=== Text section ===

* BEGIN *

Moreover, Kamino occupies a leading position in various asset categories in the Solana ecosystem, including PYUSD and the recent cbBTC. 88% of the cbBTC on the Solana chain has been deposited into Kamino.

In August last year, Kamino launched the PYUSD incentive plan, which successfully attracted $180 million in PYUSD inflows. As the demand for PYUSD lending grew, these inflows eventually translated into a source of income for the protocol.

Related Reading: "With an Annualized Rate of Over 10%, Why Does PayPal's Stablecoin Offer Such High Returns on Kamino Finance?"

Likewise, for stablecoins, Kamino recently launched a USDT-related incentive program. For example, USDT lending was introduced in the JLP Market and Main Market, and the Yield Booster Market also launched a USDT JLP Multiply section, with a yield of nearly 90%. It is well known that Solana has always been USDC's stronghold, but now the largest borrowing protocol on Solana has started incentivizing USDT, which can be seen as a positive signal.

Leverage Strategy Boosts Returns with "Multiplication"

If you have idle USDT, a low-risk way to participate is to provide USDT in Kamino's lending market. Currently, the APY for USDT in the Main Market and JLP Market is 6% and 5%, respectively. However, you can also choose to deposit USDT into Kamino's flagship Multiply module, where the highest APY can reach 90%.

Compared to conventional lending products, Multiply combines liquidity staking, flash loans, and lending protocols to provide a leverage strategy that further amplifies returns. Users can collateralize some assets, and the protocol automatically borrows more assets to reinvest in the liquidity pool, using a capital-efficient loop to achieve returns several times higher than the principal. This process relies on K-Lend's two core mechanisms: eMode and flash loans.

* END *

=== Provided material ===

* BEGIN *

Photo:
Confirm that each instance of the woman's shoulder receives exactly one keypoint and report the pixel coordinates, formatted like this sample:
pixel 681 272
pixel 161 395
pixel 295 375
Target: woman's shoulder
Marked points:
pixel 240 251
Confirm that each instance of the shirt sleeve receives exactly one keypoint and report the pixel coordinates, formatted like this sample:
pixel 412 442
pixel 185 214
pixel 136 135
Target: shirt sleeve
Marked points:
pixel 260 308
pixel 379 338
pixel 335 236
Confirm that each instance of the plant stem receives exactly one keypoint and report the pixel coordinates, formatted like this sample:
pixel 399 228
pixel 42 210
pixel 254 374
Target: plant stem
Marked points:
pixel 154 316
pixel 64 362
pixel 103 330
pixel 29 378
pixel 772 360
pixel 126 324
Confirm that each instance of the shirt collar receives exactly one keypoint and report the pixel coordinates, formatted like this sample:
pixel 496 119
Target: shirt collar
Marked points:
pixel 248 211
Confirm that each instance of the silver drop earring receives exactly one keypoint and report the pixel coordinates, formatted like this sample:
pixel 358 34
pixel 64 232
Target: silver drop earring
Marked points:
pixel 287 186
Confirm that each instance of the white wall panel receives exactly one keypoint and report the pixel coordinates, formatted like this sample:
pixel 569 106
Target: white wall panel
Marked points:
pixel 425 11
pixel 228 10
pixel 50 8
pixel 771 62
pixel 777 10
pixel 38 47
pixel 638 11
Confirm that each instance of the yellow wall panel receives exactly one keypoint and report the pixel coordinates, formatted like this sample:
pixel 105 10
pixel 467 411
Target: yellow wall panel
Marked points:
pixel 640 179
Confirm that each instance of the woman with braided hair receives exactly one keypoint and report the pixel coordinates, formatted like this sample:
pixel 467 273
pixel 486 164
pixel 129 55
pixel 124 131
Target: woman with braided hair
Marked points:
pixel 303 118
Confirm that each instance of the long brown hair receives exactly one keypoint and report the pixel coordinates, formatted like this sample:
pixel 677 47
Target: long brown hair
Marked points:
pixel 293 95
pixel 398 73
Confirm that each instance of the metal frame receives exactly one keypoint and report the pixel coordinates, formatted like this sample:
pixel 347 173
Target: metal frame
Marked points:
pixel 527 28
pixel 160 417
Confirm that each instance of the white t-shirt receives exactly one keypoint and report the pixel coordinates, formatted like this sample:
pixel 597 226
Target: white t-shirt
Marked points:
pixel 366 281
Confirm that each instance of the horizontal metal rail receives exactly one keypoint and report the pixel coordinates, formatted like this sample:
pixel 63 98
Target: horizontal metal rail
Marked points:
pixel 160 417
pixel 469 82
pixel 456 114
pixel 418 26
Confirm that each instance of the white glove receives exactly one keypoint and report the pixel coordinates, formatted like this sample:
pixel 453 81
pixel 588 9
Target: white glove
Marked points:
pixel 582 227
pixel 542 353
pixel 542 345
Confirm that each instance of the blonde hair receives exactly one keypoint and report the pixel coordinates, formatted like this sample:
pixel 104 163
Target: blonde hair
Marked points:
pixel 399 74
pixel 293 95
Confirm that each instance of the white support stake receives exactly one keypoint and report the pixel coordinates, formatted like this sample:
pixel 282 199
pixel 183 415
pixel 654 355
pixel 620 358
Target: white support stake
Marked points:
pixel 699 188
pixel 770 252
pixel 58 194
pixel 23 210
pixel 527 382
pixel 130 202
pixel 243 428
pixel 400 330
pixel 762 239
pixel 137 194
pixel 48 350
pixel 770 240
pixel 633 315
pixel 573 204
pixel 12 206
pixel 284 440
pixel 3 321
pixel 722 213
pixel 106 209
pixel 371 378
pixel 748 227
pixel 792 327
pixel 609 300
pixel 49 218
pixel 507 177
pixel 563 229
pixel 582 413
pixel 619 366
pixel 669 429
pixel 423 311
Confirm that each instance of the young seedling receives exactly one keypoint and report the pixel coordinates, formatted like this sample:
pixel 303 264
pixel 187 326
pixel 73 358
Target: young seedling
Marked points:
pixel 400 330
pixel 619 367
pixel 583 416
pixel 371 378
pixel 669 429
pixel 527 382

* END *

=== What you should do ===
Write out the Kamino text word for word, starting with "Compared to conventional" and going on through "and flash loans.". The items are separate from the Kamino text.

=== Final result ===
Compared to conventional lending products, Multiply combines liquidity staking, flash loans, and lending protocols to provide a leverage strategy that further amplifies returns. Users can collateralize some assets, and the protocol automatically borrows more assets to reinvest in the liquidity pool, using a capital-efficient loop to achieve returns several times higher than the principal. This process relies on K-Lend's two core mechanisms: eMode and flash loans.